Dataset rows:
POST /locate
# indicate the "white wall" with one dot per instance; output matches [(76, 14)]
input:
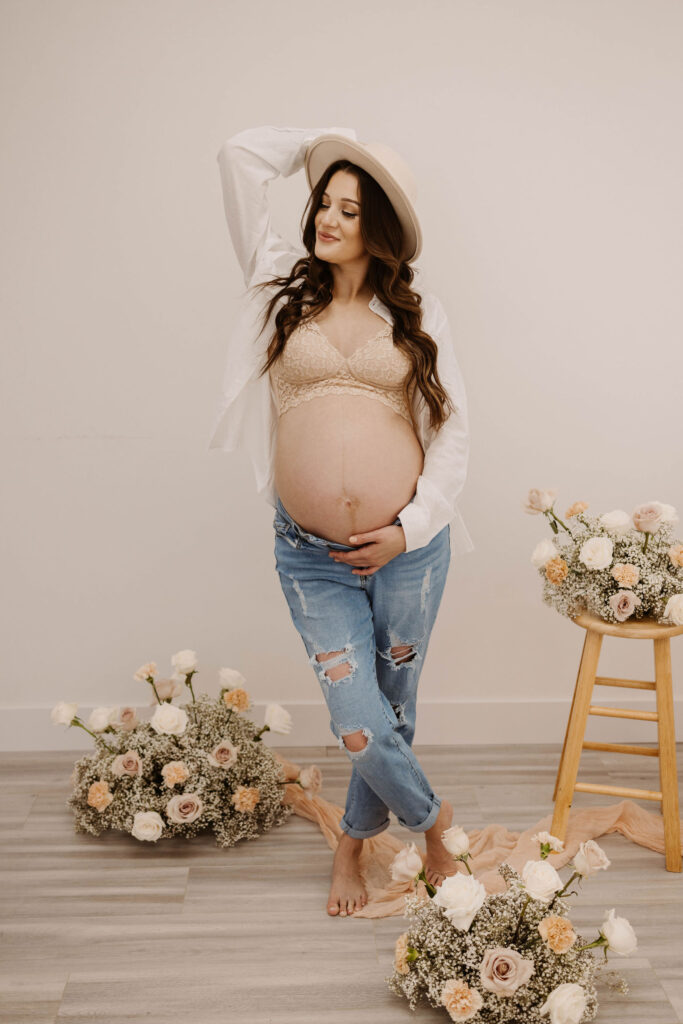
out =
[(546, 140)]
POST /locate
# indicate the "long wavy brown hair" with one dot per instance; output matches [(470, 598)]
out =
[(308, 289)]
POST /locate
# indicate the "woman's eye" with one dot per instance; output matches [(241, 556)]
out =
[(345, 212)]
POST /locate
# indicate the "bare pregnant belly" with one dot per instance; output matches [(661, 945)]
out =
[(345, 464)]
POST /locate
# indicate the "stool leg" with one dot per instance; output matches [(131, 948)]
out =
[(566, 731), (575, 732), (667, 741)]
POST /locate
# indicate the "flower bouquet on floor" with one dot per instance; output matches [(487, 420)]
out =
[(190, 767), (617, 566), (509, 957)]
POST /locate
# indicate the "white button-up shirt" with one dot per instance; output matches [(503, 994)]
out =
[(247, 412)]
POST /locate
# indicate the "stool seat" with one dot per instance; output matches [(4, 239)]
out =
[(640, 629), (566, 784)]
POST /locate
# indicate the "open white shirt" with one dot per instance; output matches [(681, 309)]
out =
[(247, 414)]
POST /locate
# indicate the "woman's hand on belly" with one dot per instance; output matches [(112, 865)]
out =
[(377, 548)]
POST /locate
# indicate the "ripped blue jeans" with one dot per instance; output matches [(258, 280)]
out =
[(377, 627)]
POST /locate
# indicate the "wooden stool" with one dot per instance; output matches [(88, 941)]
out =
[(565, 785)]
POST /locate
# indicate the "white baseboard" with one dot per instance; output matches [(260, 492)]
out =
[(442, 722)]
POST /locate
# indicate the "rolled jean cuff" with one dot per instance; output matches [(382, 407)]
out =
[(429, 820), (363, 833)]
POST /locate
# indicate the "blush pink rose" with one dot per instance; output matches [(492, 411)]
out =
[(503, 971)]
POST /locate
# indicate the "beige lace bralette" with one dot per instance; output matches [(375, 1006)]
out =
[(311, 366)]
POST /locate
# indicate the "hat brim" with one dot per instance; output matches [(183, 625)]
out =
[(327, 148)]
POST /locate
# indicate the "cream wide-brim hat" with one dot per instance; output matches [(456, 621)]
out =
[(385, 165)]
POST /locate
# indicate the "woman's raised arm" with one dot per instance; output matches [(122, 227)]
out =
[(248, 162)]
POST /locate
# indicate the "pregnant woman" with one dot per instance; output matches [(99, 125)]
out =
[(351, 404)]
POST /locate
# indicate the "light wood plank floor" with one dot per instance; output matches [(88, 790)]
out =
[(110, 930)]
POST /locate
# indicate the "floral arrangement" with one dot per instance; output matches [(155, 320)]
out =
[(510, 956), (190, 767), (616, 565)]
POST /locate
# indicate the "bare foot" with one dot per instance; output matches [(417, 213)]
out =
[(438, 862), (347, 892)]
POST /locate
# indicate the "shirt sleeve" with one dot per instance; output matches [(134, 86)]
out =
[(446, 456), (247, 163)]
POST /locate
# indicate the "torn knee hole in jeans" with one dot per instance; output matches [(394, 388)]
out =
[(342, 668), (399, 712), (355, 740)]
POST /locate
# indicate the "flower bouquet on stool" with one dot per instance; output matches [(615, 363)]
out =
[(508, 957), (617, 566), (188, 768)]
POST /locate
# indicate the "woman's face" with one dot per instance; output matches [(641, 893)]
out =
[(339, 217)]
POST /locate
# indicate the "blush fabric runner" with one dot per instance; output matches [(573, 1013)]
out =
[(488, 847)]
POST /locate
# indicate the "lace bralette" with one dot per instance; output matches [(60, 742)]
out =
[(311, 366)]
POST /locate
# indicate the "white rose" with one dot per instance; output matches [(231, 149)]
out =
[(144, 671), (147, 825), (101, 717), (278, 719), (168, 688), (668, 512), (460, 896), (539, 501), (565, 1004), (541, 880), (674, 609), (169, 719), (617, 522), (184, 808), (546, 839), (590, 858), (596, 553), (619, 934), (647, 517), (62, 714), (544, 551), (407, 863), (230, 678), (456, 841), (184, 662)]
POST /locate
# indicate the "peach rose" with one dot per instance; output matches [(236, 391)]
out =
[(127, 719), (676, 554), (460, 1000), (504, 971), (224, 755), (129, 763), (183, 808), (310, 778), (246, 798), (556, 569), (175, 772), (647, 518), (99, 796), (558, 933), (624, 604), (168, 688), (237, 698), (626, 573), (400, 954), (575, 509)]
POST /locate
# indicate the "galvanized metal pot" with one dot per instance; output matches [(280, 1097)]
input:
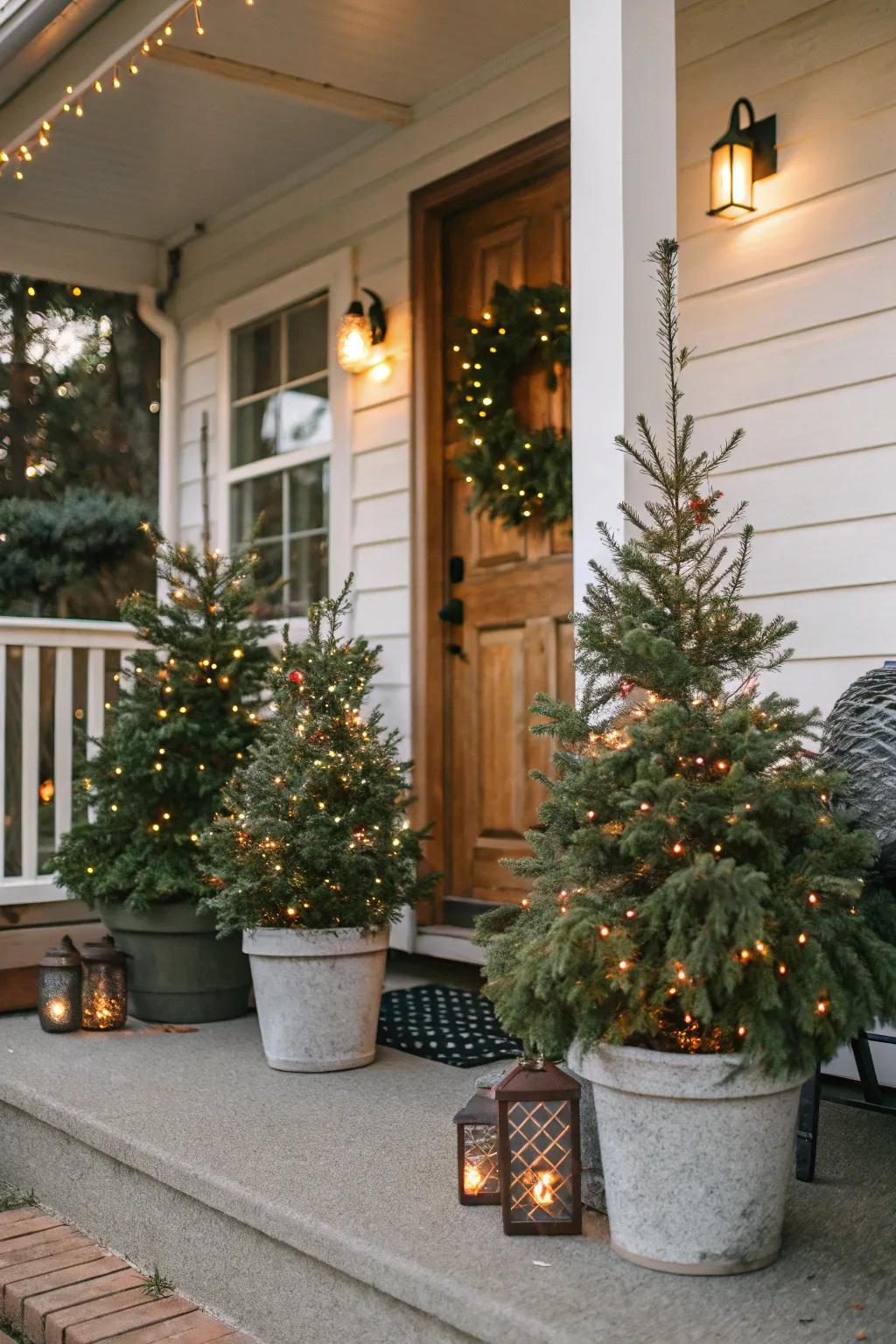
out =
[(318, 995), (696, 1158), (178, 972)]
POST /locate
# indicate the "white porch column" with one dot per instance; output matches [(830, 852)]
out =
[(624, 200)]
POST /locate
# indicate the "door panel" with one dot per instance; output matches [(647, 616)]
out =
[(517, 582)]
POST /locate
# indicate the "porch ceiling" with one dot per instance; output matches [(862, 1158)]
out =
[(176, 147)]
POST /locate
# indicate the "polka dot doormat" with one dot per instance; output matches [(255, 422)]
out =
[(452, 1026)]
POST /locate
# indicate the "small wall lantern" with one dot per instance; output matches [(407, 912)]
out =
[(359, 332), (103, 990), (742, 156), (539, 1158), (60, 988), (477, 1151)]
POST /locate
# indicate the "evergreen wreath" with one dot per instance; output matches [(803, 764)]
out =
[(516, 473)]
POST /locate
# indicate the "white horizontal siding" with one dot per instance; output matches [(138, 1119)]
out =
[(793, 315)]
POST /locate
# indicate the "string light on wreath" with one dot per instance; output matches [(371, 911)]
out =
[(18, 158), (516, 473)]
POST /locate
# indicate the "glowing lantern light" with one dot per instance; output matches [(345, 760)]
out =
[(539, 1158)]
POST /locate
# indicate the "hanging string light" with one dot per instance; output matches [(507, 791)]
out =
[(72, 101)]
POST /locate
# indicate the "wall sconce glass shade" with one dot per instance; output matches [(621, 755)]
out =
[(354, 341), (539, 1156), (742, 156), (359, 332), (477, 1151), (60, 988), (103, 990)]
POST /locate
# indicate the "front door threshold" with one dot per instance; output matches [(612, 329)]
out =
[(451, 942)]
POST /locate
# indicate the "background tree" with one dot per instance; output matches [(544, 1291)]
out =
[(78, 402), (693, 889), (185, 718), (312, 832)]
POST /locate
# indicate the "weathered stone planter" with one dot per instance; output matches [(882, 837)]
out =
[(696, 1158), (318, 995), (178, 970)]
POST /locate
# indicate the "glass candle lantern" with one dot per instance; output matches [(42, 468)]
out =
[(60, 988), (539, 1158), (477, 1151), (103, 988)]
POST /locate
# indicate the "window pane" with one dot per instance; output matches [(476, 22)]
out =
[(308, 573), (254, 430), (305, 416), (269, 574), (250, 499), (256, 358), (306, 339), (308, 496)]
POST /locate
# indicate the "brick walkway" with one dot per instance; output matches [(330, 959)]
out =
[(60, 1288)]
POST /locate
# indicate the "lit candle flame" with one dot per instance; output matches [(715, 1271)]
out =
[(472, 1179), (542, 1193)]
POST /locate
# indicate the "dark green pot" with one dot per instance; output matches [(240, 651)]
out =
[(178, 970)]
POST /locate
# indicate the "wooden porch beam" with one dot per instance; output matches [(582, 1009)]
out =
[(360, 105)]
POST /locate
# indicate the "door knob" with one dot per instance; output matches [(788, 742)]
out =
[(453, 612)]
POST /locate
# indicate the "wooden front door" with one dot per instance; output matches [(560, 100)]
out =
[(516, 584)]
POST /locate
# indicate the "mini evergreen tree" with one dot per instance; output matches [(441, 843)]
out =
[(312, 832), (693, 889), (186, 714)]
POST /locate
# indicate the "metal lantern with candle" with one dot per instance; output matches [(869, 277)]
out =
[(60, 988), (539, 1158), (103, 990), (477, 1151)]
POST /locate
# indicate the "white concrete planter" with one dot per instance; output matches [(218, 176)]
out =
[(696, 1160), (318, 995)]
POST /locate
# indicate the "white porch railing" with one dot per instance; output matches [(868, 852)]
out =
[(57, 682)]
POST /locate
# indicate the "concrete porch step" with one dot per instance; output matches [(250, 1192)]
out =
[(323, 1208)]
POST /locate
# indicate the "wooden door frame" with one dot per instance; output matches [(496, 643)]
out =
[(430, 207)]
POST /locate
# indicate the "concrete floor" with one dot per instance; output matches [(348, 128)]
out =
[(356, 1170)]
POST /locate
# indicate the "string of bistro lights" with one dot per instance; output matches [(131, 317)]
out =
[(15, 160)]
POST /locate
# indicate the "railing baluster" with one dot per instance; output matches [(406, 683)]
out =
[(30, 762), (102, 642), (62, 742), (3, 760), (95, 701)]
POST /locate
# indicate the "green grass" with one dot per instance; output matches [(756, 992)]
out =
[(15, 1199), (12, 1331), (158, 1285)]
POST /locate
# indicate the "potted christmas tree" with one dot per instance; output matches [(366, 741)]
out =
[(183, 719), (313, 857), (697, 927)]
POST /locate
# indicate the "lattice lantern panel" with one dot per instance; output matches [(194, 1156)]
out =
[(477, 1151), (539, 1151)]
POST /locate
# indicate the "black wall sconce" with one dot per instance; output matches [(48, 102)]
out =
[(359, 332), (742, 156)]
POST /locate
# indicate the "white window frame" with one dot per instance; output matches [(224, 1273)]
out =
[(335, 275)]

Work required: Transcribe the records verbatim, from their first line through the line that contains "[(345, 464)]", and omit the pictures from your transcription.

The result:
POST /locate
# indicate the "white wall" with one dot per instance; output matches [(76, 14)]
input:
out =
[(546, 140)]
POST /locate
# indicate the "long wavy brown hair" with one dot per instance; output matches [(470, 598)]
out =
[(308, 289)]
POST /locate
# indicate the "woman's eye" with one dot per instance; output matches [(241, 556)]
out =
[(345, 212)]
POST /locate
# indicate the "bare pregnant belly" with one dot per instance; output matches [(661, 945)]
out =
[(345, 464)]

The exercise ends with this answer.